文本段落:

1976年,香港邵氏公司以台中成功岭为背景,拍摄了一部名为“八道楼子”的电影,这是表扬“长城战役”的南天门战役中,七位中国士兵在一座名为“八道楼子”的长城碉堡中,顽抗近千日寇之攻击达一周之久,于毙寇一百六十七名后﹝数字与过程,是根据日寇战志﹞,全员壮烈牺牲的史实。

也就是在长城战役中,那段遭日寇机械化师团痛击的惨痛教训,促使徐庭瑶将军建议蒋委员长尽速成立装甲部队,被蒋委员长指派赴欧考察,返国后统筹“装甲兵”之建军业务,所以徐将军日后被誉为中国的“装甲兵之父”,是理所当然的。

1936年,交辎﹝交通与辎重﹞学校在南京成立,这就是日后的陆军装甲兵学校之前身,蒋委员长深知徐将军是国军中极少数具有科学新知的将领,乃指派他担任教育长,也就是实际负责校务的人﹝当年在名义上,三军各校之校长皆由蒋委员长兼任﹞,几位1933年学成返国的国府第一批留欧军事留学生,包括我父亲在内,就被徐将军延揽到交辎学校任教,他们也都成为中国的装甲兵创军“元老”啦。

徐将军发现我父亲在传授战车知识之余,也非常关切他的五十余位“战一期”学生﹝第一期的战车学生队,应该算是黄埔十五期学生﹞之生活起居,乃任命我父亲兼任学生大队大队长。

交辎学校后来更名为陆军机械化学校,除招收学生外,还代训了十几位刚毕业于黄埔十期交通科的少尉军官﹝约一年﹞,这些“学官队”的少尉学员之中,包括尹学谦、郭东旸、赵志华、胡炘等,日后之中华民国装甲兵将领们。

布置题目:
把这段装甲兵建军的文字完整照抄一遍,一字不改。 只凭这段装甲兵建军的文字作答。

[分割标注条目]
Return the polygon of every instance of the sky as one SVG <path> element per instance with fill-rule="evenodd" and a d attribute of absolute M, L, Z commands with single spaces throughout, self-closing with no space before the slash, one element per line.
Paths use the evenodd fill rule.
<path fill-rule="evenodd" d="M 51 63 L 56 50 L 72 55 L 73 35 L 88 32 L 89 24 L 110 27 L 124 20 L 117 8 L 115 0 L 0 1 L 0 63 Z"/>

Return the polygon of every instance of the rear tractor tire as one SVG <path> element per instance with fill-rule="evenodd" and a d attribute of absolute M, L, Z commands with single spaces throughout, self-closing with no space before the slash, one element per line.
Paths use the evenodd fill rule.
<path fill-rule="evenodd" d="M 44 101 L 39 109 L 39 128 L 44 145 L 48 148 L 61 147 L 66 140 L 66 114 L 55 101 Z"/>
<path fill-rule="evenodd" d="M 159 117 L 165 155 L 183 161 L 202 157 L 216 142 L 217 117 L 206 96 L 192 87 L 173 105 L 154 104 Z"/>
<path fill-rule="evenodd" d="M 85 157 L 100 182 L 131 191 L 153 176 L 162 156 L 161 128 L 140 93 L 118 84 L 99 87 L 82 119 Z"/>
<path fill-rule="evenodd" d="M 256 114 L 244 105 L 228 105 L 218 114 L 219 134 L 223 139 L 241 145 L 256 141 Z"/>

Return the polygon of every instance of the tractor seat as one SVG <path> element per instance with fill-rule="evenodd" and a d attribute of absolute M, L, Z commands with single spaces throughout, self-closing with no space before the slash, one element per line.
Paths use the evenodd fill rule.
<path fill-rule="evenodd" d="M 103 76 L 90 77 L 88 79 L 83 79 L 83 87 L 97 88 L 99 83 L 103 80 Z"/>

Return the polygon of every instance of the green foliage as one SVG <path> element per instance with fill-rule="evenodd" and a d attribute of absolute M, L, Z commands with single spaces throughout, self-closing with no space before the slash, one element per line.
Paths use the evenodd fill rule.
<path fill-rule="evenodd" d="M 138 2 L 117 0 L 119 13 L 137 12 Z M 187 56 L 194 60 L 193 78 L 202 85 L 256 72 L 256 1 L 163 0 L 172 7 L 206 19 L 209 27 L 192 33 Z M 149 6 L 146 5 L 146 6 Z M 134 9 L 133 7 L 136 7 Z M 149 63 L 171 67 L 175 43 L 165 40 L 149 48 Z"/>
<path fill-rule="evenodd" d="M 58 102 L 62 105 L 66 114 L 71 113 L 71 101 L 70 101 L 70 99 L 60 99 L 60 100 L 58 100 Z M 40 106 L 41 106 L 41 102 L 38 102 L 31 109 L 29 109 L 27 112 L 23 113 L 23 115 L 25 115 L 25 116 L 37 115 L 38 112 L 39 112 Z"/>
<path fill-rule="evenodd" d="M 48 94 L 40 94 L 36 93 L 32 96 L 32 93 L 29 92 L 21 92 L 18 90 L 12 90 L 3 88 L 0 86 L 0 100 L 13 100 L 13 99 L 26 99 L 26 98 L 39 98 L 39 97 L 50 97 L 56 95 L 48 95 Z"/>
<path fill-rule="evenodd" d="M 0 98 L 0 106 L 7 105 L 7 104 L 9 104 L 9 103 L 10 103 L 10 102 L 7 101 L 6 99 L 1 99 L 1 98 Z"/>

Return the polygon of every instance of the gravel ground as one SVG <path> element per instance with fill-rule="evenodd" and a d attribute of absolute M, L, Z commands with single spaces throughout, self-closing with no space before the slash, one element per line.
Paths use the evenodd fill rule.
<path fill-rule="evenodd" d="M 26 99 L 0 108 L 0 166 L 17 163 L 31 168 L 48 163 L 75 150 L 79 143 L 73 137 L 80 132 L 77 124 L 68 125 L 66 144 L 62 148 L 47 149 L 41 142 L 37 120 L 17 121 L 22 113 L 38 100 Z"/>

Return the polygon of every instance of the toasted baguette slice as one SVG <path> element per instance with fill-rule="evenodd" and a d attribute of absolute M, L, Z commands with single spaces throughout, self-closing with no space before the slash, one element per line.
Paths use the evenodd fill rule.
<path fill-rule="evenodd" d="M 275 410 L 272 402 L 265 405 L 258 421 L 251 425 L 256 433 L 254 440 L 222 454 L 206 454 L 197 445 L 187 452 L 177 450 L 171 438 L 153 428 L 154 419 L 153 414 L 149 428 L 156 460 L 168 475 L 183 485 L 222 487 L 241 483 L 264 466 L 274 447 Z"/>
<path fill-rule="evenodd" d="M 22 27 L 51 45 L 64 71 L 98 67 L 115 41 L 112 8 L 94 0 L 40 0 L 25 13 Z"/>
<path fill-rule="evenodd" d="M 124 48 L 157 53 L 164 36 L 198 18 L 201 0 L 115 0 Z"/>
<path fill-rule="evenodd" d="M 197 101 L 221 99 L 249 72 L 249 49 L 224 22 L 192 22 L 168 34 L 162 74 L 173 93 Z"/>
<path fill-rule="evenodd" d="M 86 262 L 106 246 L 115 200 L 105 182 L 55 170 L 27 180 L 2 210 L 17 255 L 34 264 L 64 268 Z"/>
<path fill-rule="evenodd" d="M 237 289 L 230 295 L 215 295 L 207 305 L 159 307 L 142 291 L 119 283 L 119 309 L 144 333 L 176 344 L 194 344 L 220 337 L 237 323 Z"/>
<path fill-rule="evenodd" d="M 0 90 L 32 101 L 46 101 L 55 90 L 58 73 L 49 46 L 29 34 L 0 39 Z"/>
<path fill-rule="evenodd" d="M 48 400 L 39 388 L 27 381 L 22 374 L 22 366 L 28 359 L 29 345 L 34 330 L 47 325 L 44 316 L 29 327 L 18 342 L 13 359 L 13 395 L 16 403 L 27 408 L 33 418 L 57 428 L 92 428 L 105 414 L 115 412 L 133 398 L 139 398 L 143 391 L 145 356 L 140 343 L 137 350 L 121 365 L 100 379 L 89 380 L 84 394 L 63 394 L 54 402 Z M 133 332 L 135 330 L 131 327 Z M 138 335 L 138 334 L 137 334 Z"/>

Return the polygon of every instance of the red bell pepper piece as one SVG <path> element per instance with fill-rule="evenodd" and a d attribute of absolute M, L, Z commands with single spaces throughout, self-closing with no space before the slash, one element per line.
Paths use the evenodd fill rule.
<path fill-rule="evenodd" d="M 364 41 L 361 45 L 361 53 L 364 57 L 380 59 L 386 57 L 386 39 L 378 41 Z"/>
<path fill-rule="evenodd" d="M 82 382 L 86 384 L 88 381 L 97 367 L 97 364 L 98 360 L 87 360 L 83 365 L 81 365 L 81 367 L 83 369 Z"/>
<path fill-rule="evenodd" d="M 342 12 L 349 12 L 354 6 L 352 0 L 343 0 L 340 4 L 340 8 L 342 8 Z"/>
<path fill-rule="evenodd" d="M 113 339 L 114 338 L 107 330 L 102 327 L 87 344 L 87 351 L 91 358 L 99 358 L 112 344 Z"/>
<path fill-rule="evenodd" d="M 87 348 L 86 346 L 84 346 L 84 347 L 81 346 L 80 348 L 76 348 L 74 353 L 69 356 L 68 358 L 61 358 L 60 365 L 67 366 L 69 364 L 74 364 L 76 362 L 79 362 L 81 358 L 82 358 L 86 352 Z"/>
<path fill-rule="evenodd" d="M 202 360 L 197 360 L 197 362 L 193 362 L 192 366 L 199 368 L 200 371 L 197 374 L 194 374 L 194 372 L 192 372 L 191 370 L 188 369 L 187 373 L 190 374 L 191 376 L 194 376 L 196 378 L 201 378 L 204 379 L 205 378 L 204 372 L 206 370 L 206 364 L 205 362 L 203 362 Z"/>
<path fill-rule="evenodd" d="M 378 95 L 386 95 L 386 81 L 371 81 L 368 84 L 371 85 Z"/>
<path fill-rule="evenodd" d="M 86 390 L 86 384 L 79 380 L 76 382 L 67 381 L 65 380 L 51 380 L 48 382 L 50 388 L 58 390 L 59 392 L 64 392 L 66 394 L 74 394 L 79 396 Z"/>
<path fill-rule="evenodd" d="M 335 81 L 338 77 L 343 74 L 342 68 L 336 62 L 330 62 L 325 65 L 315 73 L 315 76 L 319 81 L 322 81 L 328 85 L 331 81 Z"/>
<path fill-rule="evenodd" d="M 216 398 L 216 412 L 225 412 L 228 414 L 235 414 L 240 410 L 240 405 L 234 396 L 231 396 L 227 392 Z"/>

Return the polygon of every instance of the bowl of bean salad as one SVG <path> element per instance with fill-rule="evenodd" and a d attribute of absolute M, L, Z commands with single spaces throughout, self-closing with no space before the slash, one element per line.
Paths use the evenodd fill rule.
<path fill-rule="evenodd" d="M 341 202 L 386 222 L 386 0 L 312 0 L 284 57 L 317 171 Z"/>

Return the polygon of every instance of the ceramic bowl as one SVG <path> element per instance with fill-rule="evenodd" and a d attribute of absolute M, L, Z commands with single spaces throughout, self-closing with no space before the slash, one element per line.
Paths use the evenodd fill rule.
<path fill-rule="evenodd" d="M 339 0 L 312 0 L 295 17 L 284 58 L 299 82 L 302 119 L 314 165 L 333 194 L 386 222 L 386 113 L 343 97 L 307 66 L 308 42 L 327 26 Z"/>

习题解答:
1976年,香港邵氏公司以台中成功岭为背景,拍摄了一部名为“八道楼子”的电影,这是表扬“长城战役”的南天门战役中,七位中国士兵在一座名为“八道楼子”的长城碉堡中,顽抗近千日寇之攻击达一周之久,于毙寇一百六十七名后﹝数字与过程,是根据日寇战志﹞,全员壮烈牺牲的史实。

也就是在长城战役中,那段遭日寇机械化师团痛击的惨痛教训,促使徐庭瑶将军建议蒋委员长尽速成立装甲部队,被蒋委员长指派赴欧考察,返国后统筹“装甲兵”之建军业务,所以徐将军日后被誉为中国的“装甲兵之父”,是理所当然的。

1936年,交辎﹝交通与辎重﹞学校在南京成立,这就是日后的陆军装甲兵学校之前身,蒋委员长深知徐将军是国军中极少数具有科学新知的将领,乃指派他担任教育长,也就是实际负责校务的人﹝当年在名义上,三军各校之校长皆由蒋委员长兼任﹞,几位1933年学成返国的国府第一批留欧军事留学生,包括我父亲在内,就被徐将军延揽到交辎学校任教,他们也都成为中国的装甲兵创军“元老”啦。

徐将军发现我父亲在传授战车知识之余,也非常关切他的五十余位“战一期”学生﹝第一期的战车学生队,应该算是黄埔十五期学生﹞之生活起居,乃任命我父亲兼任学生大队大队长。

交辎学校后来更名为陆军机械化学校,除招收学生外,还代训了十几位刚毕业于黄埔十期交通科的少尉军官﹝约一年﹞,这些“学官队”的少尉学员之中,包括尹学谦、郭东旸、赵志华、胡炘等,日后之中华民国装甲兵将领们。